A IMIGRAÇÃO ARMÊNIA NO BRASIL
A IMIGRAÇÃO ARMÊNIA NO BRASIL
Alessandra de Melo1
Resumo: O artigo se propõe a analisar a imigração armênia para São Paulo, a contribuição do imigrante para a cidade, a sua estruturação e dificuldades encontradas, bem como a sua questão cultural perante a sociedade em vigência no período contemporâneo, utilizando como base, fontes como a obra Negócios & Famílias: Armênios em São Paulo do autor Roberto Grün e a tese de doutorado Os Sobreviventes do Genocídio: Imigração e Integração Armênia no Brasil – Um Estudo Introdutório – (Das Origens à 1950) do autor Hagop Kechichian.
Palavras-chave: Armênia, Brasil, Imigração, Genocídio, São Paulo.
Abstract: The article aims to analyze the Armenian immigration to Sao Paulo, the contribution of immigrants to the city, its structure and difficulties, as well as its cultural issue to the society in force in the contemporary period, using as a base, such as sources Business work & Families: Armenians in São Paulo author Roberto Grün and doctoral thesis the Survivors of Genocide: Armenian Immigration and Integration in Brazil - An Introductory Study - (from Its Origins to 1950) the author Hagop Kechichian.
Keywords: Armenia, Brazil, Immigration, Genocide, São Paulo.

> **Itens de uma coleção de rotulagem**
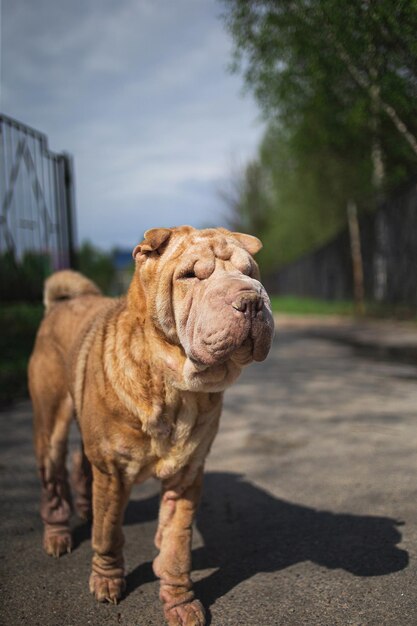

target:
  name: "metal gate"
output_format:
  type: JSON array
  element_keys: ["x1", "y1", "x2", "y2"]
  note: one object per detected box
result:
[{"x1": 0, "y1": 114, "x2": 75, "y2": 299}]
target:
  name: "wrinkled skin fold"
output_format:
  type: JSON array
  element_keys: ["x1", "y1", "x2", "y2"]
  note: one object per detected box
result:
[{"x1": 29, "y1": 226, "x2": 274, "y2": 626}]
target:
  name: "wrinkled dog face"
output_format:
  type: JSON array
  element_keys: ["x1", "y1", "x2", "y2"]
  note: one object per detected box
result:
[{"x1": 134, "y1": 226, "x2": 274, "y2": 378}]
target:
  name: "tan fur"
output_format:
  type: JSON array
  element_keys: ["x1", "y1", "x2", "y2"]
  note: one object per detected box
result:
[{"x1": 29, "y1": 226, "x2": 273, "y2": 626}]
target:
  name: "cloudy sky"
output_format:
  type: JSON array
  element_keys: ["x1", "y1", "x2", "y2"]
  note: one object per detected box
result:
[{"x1": 0, "y1": 0, "x2": 262, "y2": 248}]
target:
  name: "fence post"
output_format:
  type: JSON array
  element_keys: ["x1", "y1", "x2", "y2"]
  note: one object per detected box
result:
[{"x1": 61, "y1": 152, "x2": 78, "y2": 269}]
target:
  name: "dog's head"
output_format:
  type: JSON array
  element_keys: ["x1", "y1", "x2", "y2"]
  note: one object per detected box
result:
[{"x1": 133, "y1": 226, "x2": 274, "y2": 386}]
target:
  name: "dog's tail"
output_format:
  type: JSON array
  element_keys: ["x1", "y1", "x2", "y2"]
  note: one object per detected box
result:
[{"x1": 43, "y1": 270, "x2": 101, "y2": 311}]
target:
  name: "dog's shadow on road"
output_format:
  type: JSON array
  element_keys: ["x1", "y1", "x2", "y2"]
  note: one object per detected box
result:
[{"x1": 125, "y1": 472, "x2": 408, "y2": 620}]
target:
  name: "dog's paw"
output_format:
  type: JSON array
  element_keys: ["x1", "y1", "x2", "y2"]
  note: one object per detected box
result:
[
  {"x1": 90, "y1": 572, "x2": 126, "y2": 604},
  {"x1": 164, "y1": 600, "x2": 206, "y2": 626},
  {"x1": 43, "y1": 529, "x2": 72, "y2": 558}
]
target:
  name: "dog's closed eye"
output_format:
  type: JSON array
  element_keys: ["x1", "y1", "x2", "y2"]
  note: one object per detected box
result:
[{"x1": 178, "y1": 270, "x2": 197, "y2": 280}]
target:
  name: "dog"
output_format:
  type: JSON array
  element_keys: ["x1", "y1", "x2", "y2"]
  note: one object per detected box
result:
[{"x1": 29, "y1": 226, "x2": 274, "y2": 626}]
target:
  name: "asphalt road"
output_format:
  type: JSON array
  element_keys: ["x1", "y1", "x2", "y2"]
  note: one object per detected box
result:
[{"x1": 0, "y1": 326, "x2": 417, "y2": 626}]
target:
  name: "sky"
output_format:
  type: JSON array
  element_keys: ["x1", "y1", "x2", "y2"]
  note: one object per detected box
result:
[{"x1": 0, "y1": 0, "x2": 263, "y2": 249}]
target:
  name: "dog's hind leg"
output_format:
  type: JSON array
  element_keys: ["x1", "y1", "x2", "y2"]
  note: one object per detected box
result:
[
  {"x1": 71, "y1": 444, "x2": 93, "y2": 520},
  {"x1": 29, "y1": 359, "x2": 73, "y2": 557}
]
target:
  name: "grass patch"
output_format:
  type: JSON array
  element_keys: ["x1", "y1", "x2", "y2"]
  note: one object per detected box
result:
[
  {"x1": 271, "y1": 296, "x2": 355, "y2": 315},
  {"x1": 0, "y1": 304, "x2": 43, "y2": 406}
]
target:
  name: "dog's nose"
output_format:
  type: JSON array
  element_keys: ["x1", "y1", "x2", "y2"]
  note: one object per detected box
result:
[{"x1": 232, "y1": 291, "x2": 264, "y2": 315}]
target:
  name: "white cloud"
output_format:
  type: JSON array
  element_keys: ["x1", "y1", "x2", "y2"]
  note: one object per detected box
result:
[{"x1": 2, "y1": 0, "x2": 262, "y2": 246}]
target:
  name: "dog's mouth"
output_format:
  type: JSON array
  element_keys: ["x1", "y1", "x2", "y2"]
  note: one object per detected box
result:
[{"x1": 187, "y1": 311, "x2": 273, "y2": 370}]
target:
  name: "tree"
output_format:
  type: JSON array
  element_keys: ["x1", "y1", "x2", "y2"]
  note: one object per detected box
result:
[{"x1": 223, "y1": 0, "x2": 417, "y2": 280}]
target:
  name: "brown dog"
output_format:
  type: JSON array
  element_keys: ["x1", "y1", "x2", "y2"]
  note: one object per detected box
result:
[{"x1": 29, "y1": 226, "x2": 273, "y2": 626}]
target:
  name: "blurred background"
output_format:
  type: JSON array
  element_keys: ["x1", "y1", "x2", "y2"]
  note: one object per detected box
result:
[{"x1": 0, "y1": 0, "x2": 417, "y2": 403}]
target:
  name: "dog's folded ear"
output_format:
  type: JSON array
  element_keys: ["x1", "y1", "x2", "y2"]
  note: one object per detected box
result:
[
  {"x1": 232, "y1": 233, "x2": 262, "y2": 255},
  {"x1": 132, "y1": 228, "x2": 172, "y2": 259}
]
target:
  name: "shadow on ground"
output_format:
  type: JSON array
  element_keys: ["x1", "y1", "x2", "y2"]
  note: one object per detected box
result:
[{"x1": 125, "y1": 472, "x2": 408, "y2": 608}]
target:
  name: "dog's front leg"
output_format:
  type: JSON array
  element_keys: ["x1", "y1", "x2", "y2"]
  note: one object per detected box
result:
[
  {"x1": 90, "y1": 466, "x2": 131, "y2": 604},
  {"x1": 153, "y1": 469, "x2": 206, "y2": 626}
]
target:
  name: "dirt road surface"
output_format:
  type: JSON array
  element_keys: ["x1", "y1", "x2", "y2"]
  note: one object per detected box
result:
[{"x1": 0, "y1": 324, "x2": 417, "y2": 626}]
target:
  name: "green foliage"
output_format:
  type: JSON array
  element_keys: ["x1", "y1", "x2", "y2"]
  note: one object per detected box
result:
[
  {"x1": 271, "y1": 296, "x2": 355, "y2": 315},
  {"x1": 223, "y1": 0, "x2": 417, "y2": 269},
  {"x1": 78, "y1": 241, "x2": 115, "y2": 294},
  {"x1": 0, "y1": 304, "x2": 43, "y2": 406},
  {"x1": 0, "y1": 252, "x2": 51, "y2": 302}
]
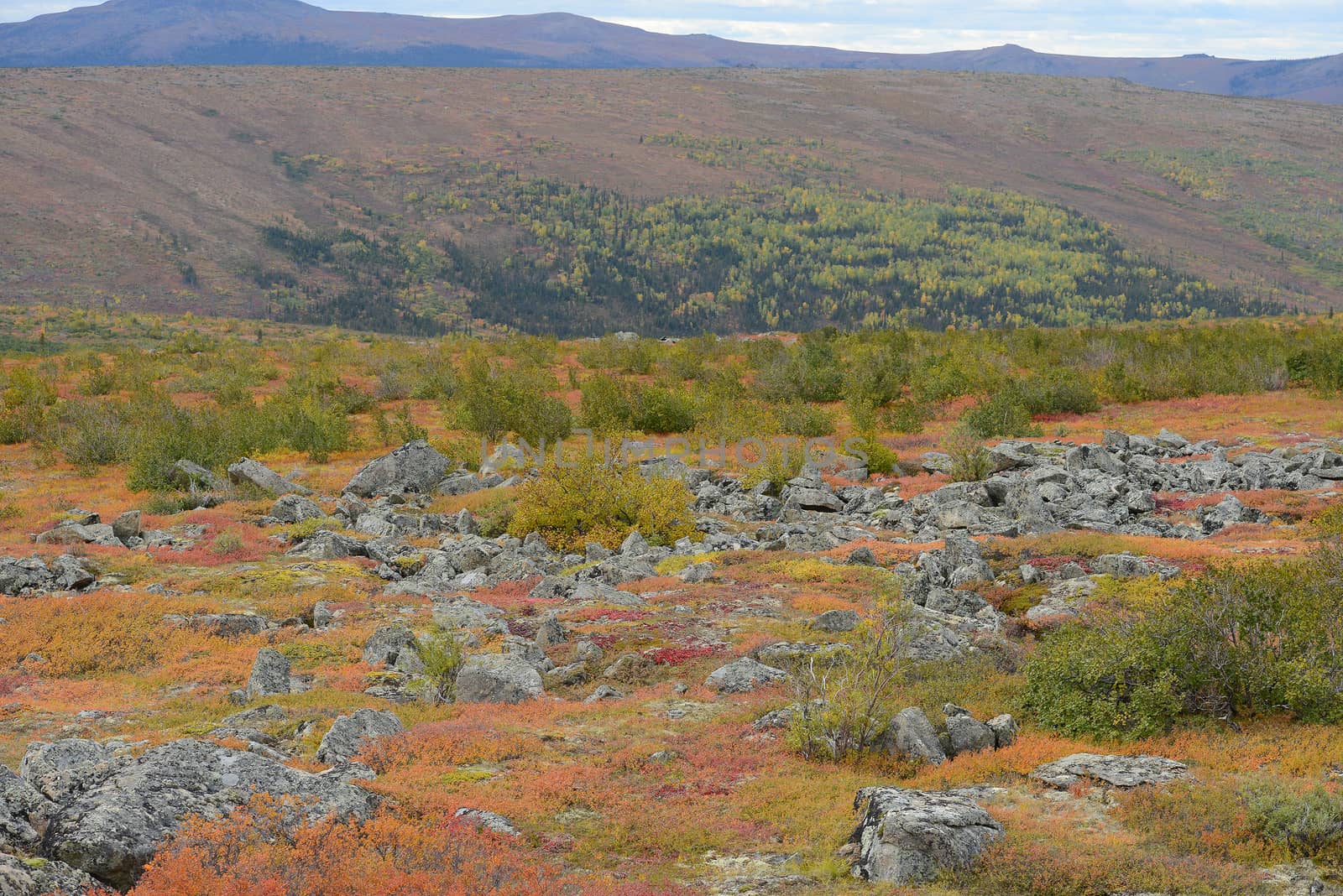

> **O QUE FAZER**
- A) Liste as palavras-chave em português do artigo sobre a imigração armênia.
- B) Prossiga com o artigo sobre a imigração armênia a partir do ponto em que ele termina.
Os itens não têm relação com o artigo.

> **RESPOSTAS**
- A) Armênia, Brasil, Imigração, Genocídio, São Paulo

- B)
Introdução:
O povo armênio (de uma cultura milenar) padeceu sobre diversos opressores, e pode-se dizer, que o que mais marcou foi o massacre turco contra sua população. Com o advento do chamado Genocídio perpetrado pelos Jovens Turcos, grande parte da população sobrevivente procurou refúgio em vários países, como por exemplo a França, Síria, Líbano e inclusive o Brasil, ficando conhecido este episódio como Diáspora.
Assim, através da obra de Roberto Grün e Hagop Kechichian, ambos descendentes de armênios, poderemos compreender a sua entrada e estruturação no Brasil, principalmente na cidade de São Paulo, onde seria o destino da maioria de tais imigrantes. No Brasil, os armênios se dedicaram ao setor calçadista, têxtil e metalúrgico, influenciando em parte a economia da cidade. Os armênios, pela condição de minoria, acabavam por manter a sua identidade limitada dentro da colônia, nota-se isto, nos casamentos entre as famílias armênias, vindo a ter o casamento inter-étnico com a terceira geração de descendentes que estavam a mercê da influencia da sociedade brasileira, adquirindo assim os costumes de fora da colônia.
Desenvolvimento:
A Armênia localiza-se no Cáucaso, entre a Turquia, Geórgia e o Azerbaijão. Possui uma população de aproximadamente 3.500.000 habitantes. Desde a antiguidade, a região era disputada por diversos povos, dentre eles, pode-se citar os Assírios, Persas e Medos. Esta região era ambicionada talvez pelo fato de ser uma rota de comércio com proximidade do mar negro ou ate mesmo, pelos vales e planícies de terra produtiva.
Uma característica importante do povo armênio é a sua religião. Os armênios foram o primeiro povo a adotar o cristianismo, no ano de 301 d.C. aproximadamente, antes mesmo do imperador romano Constantino.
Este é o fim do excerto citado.